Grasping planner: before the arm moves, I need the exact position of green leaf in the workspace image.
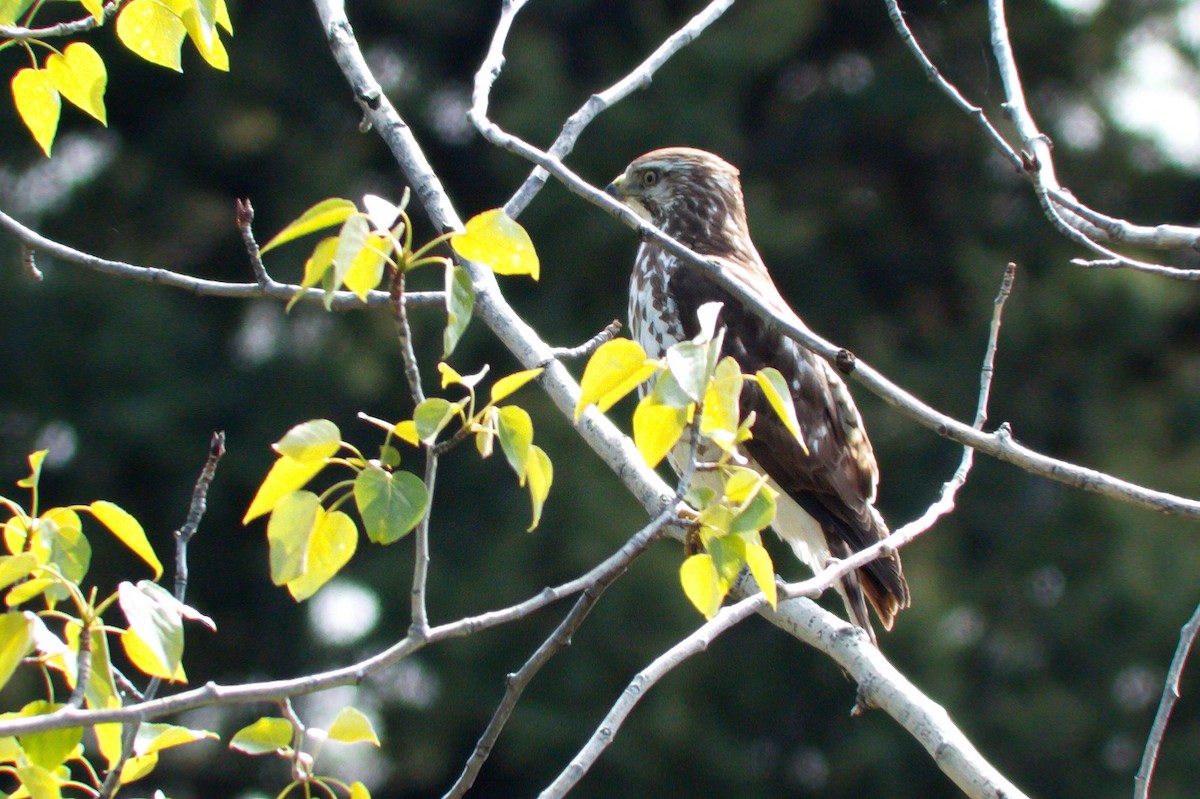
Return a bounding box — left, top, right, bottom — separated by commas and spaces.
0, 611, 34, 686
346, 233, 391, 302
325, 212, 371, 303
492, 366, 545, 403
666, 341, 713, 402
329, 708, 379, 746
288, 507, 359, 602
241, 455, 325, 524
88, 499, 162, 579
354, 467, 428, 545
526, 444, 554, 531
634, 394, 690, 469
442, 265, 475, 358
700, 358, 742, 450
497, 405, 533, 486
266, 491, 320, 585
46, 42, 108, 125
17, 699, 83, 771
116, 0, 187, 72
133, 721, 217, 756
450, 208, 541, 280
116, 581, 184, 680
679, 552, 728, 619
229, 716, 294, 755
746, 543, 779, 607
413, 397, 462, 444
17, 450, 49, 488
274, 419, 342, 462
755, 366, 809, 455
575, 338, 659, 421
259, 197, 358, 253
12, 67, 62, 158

+ + + +

> DIRECTIONS:
Leave the pictures out, and print every line of the listing exactly as written.

> FULL RESPONSE:
Grasping planner: before the arm moves, I need the exact position of green leaf in the workspace image.
Return a bounding box — left, top, right, bottom — separated by commas and spaces.
0, 611, 34, 686
346, 233, 391, 302
325, 212, 371, 303
492, 366, 545, 403
666, 341, 713, 402
329, 708, 379, 746
288, 507, 359, 602
241, 455, 325, 524
88, 499, 162, 579
354, 467, 428, 545
526, 444, 554, 531
634, 394, 690, 469
442, 265, 475, 358
700, 358, 742, 450
497, 405, 533, 486
266, 491, 320, 585
46, 42, 108, 125
17, 699, 83, 771
116, 0, 187, 72
133, 721, 217, 756
450, 208, 541, 280
116, 581, 184, 680
679, 552, 728, 619
229, 716, 294, 755
746, 543, 779, 607
413, 397, 462, 444
17, 450, 49, 488
274, 419, 342, 462
755, 366, 809, 455
575, 338, 659, 421
259, 197, 358, 253
12, 67, 62, 158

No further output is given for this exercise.